### EXERCISE INPUTS:
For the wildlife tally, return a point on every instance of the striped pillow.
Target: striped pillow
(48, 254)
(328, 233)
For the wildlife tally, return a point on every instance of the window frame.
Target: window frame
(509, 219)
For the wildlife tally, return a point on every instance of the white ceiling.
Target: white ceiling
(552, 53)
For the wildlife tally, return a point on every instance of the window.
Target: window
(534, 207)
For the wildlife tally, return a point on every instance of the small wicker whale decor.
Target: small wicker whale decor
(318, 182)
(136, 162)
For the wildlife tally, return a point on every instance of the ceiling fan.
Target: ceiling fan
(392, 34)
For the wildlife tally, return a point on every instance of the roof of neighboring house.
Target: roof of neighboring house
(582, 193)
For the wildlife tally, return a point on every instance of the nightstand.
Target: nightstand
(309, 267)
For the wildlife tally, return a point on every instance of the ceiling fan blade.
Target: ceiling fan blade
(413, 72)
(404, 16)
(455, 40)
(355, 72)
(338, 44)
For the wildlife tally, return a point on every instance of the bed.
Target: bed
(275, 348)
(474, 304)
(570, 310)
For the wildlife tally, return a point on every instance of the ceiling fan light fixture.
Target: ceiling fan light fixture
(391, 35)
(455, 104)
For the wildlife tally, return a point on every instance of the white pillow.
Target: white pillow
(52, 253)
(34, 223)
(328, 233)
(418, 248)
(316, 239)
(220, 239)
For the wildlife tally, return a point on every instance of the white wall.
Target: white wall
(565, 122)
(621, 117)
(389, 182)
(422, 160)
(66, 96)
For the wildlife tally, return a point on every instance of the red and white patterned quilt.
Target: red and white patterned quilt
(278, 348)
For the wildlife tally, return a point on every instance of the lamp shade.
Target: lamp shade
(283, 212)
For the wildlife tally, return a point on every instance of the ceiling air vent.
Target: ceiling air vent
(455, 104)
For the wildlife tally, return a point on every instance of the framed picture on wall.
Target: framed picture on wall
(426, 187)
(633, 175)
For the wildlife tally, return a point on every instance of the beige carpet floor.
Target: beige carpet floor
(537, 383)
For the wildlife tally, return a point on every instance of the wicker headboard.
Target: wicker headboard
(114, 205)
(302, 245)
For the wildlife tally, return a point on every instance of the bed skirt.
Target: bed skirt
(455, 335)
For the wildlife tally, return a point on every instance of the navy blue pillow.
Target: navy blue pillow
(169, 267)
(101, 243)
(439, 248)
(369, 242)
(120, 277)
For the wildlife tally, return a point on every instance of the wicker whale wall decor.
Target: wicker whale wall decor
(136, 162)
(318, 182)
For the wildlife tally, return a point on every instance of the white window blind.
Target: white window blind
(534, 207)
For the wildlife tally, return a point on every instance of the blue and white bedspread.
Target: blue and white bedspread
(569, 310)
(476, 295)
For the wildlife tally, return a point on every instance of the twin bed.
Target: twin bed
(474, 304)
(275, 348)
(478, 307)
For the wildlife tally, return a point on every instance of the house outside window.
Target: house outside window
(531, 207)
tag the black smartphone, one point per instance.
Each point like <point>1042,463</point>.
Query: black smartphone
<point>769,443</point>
* * *
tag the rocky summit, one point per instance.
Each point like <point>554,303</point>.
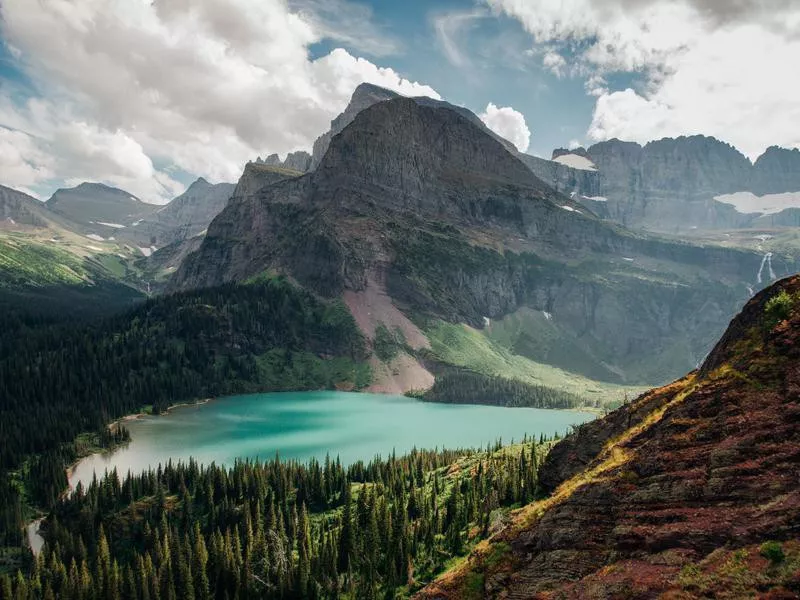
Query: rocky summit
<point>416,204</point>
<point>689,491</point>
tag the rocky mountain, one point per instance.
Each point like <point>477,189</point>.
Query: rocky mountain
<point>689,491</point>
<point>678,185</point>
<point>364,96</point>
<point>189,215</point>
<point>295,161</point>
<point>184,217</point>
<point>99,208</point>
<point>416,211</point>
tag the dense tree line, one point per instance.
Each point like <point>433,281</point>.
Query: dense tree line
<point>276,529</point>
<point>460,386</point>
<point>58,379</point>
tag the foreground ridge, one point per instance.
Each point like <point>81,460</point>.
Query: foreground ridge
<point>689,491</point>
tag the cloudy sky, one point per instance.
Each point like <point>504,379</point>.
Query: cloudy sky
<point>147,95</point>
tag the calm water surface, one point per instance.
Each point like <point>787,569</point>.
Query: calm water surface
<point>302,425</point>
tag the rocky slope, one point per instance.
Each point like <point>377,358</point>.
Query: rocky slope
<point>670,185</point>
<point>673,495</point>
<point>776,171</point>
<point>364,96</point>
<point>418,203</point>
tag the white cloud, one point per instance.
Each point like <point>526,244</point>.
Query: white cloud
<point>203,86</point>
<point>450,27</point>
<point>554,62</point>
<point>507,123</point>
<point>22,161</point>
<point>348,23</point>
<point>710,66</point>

### EXERCISE OBJECTIVE:
Keep to the stretch from the line containing "Each point like <point>554,303</point>." through the line containing "Each point like <point>477,189</point>.", both ends included, and copy it exactly from the listing above, minus the pictures.

### SOLVED EXERCISE:
Each point like <point>554,303</point>.
Query: rocky summit
<point>416,204</point>
<point>689,491</point>
tag the rocky mountain, one point per instance.
Each point like <point>477,189</point>.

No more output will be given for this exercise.